━━━━━ Text

Going to sleep has sometimes been challenging because have a difficult time relaxing and settling down. My iPhone was complicating bedtime and probably my sleep. So about a month ago, a few weeks before New Year 2017, I separated my iPhone from my bedside, charging it about 20 feet away in a smaller room. I keep a book where my iPhone used to charge and read at least a few pages before bed.
The results after just four weeks have been remarkable. I go to sleep more easily and stay asleep because I am not awakened by dings or the phone suddenly lighting up. I don’t even get up as often in the middle of the night, and at least a few times I’ve slept straight through for five or more hours. According to my Fitbit, my restless periods have decreased by half on most nights, though that took a couple of weeks to occur. Also, I’ve finally stopped glancing in the direction of the iPhone, because it’s not there!

As an educator and parent, I’ve spent a good deal of time over the years speaking with students and adults about charging iPhones away from bedrooms, and I followed this rule for ages — until I didn’t. I even wrote a post, Digital Devices and Sleep with a range a resources about digital devices and sleep. I’ve often shared how Pew Internet researchers found in a 2010 survey of 2,252 adults that 65% of all the responders said that they sleep with their phones close-at-hand, while this percentage was even higher for the younger mobile device users. Extrapolating from the people I know, this percentage is now certainly much higher.

━━━━━━━━━━

Translate this sentence from the text about charging a phone away from the bed into Spanish: "I keep a book where my iPhone used to charge and read at least a few pages before bed."

━━━━━ Data records

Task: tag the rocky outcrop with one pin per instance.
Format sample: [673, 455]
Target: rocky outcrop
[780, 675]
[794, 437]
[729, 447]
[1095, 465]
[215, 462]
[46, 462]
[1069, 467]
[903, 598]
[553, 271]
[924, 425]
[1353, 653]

━━━━━━━━━━

Problem solution
Tengo un libro donde antes cargaba mi iPhone y leo al menos unas cuantas páginas antes de dormir.